Texte cité -
Le deuxième problème vient d’un excès de blutage des farines, quand autrefois, on ne rêvait que de pain  blanc, le meilleur de tous,  nous adoptons actuellement une position inverse.  Les meules des moulins produisent des farines de plus en plus blanches dont les types sont définis par le taux d’extraction, c’est-à-dire la quantité de farine obtenue par rapport au blé à moudre. Par exemple, si 100 gr de blé à moudre donne 75 gr de farine on dit que la farine, blutée à 75% est de type 55, c’est d’ailleurs la farine la plus utilisée. Il existe aussi une farine de type 45 tamisée des dizaines de fois, très blanche et très fine. Seulement plus la farine est blutée, plus elle est blanche, moindre est sa qualité nutritionnelle, elle a perdu ses fibres, ses protéines, ses vitamines et ses minéraux. Par comparaison, la farine pour pain complet est blutée à 90-95%, celle pour le pain bis à 85-90% et celle pour le pain intégral à 98%.
Le troisième problème provient des pétrissages accélérés qui liés aux carences provoquées par un blutage intensif exige d’introduire des « améliorants » dans la pâte. Il s’agit de la farine de fève autorisée jusqu’à 2% qui en accélérant l’oxydation provoque le blanchiment de la mie, de la farine de malt de blé ou d’orge (0,3%) qui améliore la fermentation des farines pauvres en sucre, l’acide ascorbique (0,003%) qui augmente la force de la pâte.
Tous ces procédés sont employés massivement dans la boulangerie industrielle où la farine est blanchie artificiellement, où des conservateurs E280, 281 et 282 sont ajoutés pour lutter contre les moisissures  et contre l’appauvrissement provoqué par l’élimination du gluten, des protéines et du germe de blé avec le son.

Consigne à suivre 1 - Quelles lignes des entrées contiennent le mot « Target » ? Listez-les toutes en les recopiant intégralement.

Données fournies -
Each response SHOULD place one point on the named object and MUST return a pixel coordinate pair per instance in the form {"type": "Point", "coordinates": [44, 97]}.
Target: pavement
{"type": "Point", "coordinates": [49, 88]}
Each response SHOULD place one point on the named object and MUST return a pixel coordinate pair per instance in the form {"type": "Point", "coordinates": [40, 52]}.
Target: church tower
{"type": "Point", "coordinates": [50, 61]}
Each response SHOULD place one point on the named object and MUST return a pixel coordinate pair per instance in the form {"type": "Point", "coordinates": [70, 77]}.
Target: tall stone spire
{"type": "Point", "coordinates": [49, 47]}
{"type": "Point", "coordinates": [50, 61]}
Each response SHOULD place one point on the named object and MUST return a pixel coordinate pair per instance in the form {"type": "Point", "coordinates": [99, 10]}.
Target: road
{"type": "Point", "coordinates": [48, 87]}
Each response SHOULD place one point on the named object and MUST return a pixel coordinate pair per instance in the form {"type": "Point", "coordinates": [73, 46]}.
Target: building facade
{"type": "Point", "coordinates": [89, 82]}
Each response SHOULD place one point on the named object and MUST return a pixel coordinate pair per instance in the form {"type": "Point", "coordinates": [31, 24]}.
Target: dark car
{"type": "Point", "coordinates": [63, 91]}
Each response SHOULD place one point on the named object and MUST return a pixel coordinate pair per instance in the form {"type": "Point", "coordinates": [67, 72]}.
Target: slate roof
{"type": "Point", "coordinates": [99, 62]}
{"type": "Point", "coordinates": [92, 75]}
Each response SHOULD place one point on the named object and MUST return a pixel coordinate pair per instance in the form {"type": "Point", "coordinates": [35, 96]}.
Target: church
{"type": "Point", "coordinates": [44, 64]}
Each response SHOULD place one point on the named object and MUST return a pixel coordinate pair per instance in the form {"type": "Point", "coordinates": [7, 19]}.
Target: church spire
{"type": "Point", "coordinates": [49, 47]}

Consigne à suivre 2 - Quels améliorants le texte sur la farine à pain énumère-t-il, et quelle proportion indique-t-il pour chacun ?

Réponse rédigée 1 -
Target: pavement
Target: church tower
Target: tall stone spire
Target: road
Target: building facade
Target: dark car
Target: slate roof
Target: church
Target: church spire

Réponse rédigée 2 -
- Farine de fève : jusqu'à 2 %
- Farine de malt de blé ou d'orge : 0,3 %
- Acide ascorbique : 0,003 %